Your instructions: Rename every "rough mask" in the data below to "coarse mask" and reproduce the lines with nothing else altered.

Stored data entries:
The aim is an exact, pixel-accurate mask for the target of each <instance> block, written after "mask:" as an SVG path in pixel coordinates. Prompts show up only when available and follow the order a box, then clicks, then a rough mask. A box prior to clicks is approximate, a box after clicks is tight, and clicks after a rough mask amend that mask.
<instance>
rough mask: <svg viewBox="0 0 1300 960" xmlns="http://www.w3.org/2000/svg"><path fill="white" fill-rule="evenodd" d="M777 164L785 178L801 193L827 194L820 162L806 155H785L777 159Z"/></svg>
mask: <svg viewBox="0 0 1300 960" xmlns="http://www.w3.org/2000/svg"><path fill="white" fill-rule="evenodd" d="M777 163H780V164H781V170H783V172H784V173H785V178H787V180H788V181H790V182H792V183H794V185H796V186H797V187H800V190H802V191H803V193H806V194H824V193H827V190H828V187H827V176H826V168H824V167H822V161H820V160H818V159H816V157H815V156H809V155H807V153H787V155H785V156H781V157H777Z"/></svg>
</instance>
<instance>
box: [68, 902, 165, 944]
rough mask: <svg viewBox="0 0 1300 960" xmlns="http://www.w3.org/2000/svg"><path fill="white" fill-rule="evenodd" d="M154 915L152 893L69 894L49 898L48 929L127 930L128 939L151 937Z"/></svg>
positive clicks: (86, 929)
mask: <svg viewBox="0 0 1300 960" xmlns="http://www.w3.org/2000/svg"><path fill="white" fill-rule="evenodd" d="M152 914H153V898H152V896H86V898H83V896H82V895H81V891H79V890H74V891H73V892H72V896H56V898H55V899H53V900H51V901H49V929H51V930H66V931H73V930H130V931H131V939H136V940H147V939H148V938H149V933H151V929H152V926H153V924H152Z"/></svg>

Answer area:
The aim is an exact, pixel-accurate mask for the target of each <instance> block, written after "mask:" as an SVG path in pixel coordinates. Prompts show up only when available and follow the order a box, then clicks, then a coarse mask. A box prior to clicks is approximate, a box after clicks is tight, and clicks after a coarse mask amend that mask.
<instance>
coarse mask: <svg viewBox="0 0 1300 960" xmlns="http://www.w3.org/2000/svg"><path fill="white" fill-rule="evenodd" d="M777 164L785 178L801 193L827 194L820 162L806 155H785L777 159Z"/></svg>
mask: <svg viewBox="0 0 1300 960" xmlns="http://www.w3.org/2000/svg"><path fill="white" fill-rule="evenodd" d="M777 163H780V164H781V170H783V172H784V173H785V178H787V180H788V181H790V182H792V183H794V185H796V186H797V187H800V190H802V191H803V193H806V194H824V193H827V190H828V187H827V176H826V168H824V167H822V161H820V160H818V159H816V157H815V156H809V155H807V153H787V155H785V156H781V157H777Z"/></svg>
</instance>
<instance>
box: [68, 902, 165, 944]
coarse mask: <svg viewBox="0 0 1300 960" xmlns="http://www.w3.org/2000/svg"><path fill="white" fill-rule="evenodd" d="M154 915L152 893L69 894L49 898L48 929L127 930L128 939L151 937Z"/></svg>
positive clicks: (86, 929)
mask: <svg viewBox="0 0 1300 960" xmlns="http://www.w3.org/2000/svg"><path fill="white" fill-rule="evenodd" d="M152 914H153V898H152V896H86V898H83V896H82V895H81V891H79V890H74V891H73V892H72V896H56V898H55V899H53V900H51V901H49V929H51V930H66V931H73V930H130V931H131V939H136V940H147V939H148V938H149V933H151V929H152V926H153V924H152Z"/></svg>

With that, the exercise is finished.